→ **REQUIRED WORK**:
Rewrite the rows starting at the line that contains "cabinetry in the photo above." and ending at the last of the rows, swapping "keypoint" for "marker" and leaving everything else unchanged.

* BEGIN *

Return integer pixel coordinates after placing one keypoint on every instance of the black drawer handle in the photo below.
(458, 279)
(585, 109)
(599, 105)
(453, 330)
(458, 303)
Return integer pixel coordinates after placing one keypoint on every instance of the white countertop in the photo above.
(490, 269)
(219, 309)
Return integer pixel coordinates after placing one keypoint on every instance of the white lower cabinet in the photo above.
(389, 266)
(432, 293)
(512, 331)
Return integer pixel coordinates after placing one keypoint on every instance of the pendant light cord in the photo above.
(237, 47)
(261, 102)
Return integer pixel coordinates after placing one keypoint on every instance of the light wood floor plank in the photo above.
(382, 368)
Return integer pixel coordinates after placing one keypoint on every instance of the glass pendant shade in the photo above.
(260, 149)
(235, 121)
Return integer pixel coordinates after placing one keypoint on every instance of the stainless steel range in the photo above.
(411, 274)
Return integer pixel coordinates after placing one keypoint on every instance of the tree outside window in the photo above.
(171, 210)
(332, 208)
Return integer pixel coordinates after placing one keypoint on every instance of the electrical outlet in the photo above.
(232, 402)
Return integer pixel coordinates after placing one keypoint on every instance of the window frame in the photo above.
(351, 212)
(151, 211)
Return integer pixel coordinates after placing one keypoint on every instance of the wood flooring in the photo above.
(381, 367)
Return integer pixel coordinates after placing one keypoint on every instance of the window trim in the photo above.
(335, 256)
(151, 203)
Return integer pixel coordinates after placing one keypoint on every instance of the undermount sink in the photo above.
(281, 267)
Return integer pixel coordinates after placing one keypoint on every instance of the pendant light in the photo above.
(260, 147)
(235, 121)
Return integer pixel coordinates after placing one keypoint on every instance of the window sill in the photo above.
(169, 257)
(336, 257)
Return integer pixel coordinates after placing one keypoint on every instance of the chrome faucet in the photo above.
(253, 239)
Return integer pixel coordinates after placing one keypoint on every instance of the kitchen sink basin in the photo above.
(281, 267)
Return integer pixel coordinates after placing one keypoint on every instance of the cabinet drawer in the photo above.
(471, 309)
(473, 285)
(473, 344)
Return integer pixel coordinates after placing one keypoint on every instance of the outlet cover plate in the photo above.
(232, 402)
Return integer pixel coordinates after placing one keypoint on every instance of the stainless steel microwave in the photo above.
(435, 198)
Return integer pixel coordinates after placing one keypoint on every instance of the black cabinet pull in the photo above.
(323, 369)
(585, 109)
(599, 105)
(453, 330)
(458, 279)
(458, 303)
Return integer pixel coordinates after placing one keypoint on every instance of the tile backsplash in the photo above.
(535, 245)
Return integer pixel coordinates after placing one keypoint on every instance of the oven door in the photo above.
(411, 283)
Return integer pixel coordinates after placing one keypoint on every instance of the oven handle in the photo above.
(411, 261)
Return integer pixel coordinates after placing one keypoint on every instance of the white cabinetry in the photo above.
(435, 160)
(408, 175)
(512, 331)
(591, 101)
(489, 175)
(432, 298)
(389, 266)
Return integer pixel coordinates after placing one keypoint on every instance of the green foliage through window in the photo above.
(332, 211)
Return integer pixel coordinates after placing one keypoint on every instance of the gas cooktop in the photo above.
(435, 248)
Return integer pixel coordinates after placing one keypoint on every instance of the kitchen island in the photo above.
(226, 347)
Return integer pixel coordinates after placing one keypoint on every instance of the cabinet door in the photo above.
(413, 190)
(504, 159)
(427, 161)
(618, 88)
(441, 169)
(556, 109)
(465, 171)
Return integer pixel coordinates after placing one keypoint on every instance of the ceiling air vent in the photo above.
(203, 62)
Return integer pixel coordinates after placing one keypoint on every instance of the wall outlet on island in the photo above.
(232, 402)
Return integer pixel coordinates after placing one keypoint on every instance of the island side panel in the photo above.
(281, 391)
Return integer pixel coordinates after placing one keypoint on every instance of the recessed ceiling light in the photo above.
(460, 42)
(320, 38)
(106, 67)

* END *

→ **THE SOLUTION**:
Return integer pixel coordinates after placing one marker on every instance of the white cabinetry in the photo above.
(435, 160)
(408, 175)
(512, 331)
(591, 101)
(489, 175)
(432, 298)
(389, 266)
Return integer pixel coordinates after placing one marker on every instance of the green foliage through window in the photo above.
(332, 211)
Return integer pixel coordinates after placing one marker on every instance of the gas cooktop in the photo above.
(435, 248)
Return integer pixel coordinates after placing one marker on every instance of the kitchen island in the photo above.
(226, 347)
Return integer pixel coordinates after placing one marker on every instance of the cabinet door in the photo above.
(413, 190)
(504, 159)
(427, 161)
(618, 88)
(441, 169)
(556, 109)
(465, 171)
Return integer pixel coordinates after placing one marker on every instance of the ceiling air vent in the photo above.
(203, 62)
Return integer pixel coordinates after placing one marker on every instance of the wall outlet on island in the photo above.
(232, 402)
Return integer pixel coordinates after placing one marker on every instance of the island side panel in the photo above.
(281, 391)
Return integer pixel coordinates after placing one marker on every instance of the recessed ceiling light in the photo above.
(460, 42)
(320, 38)
(106, 67)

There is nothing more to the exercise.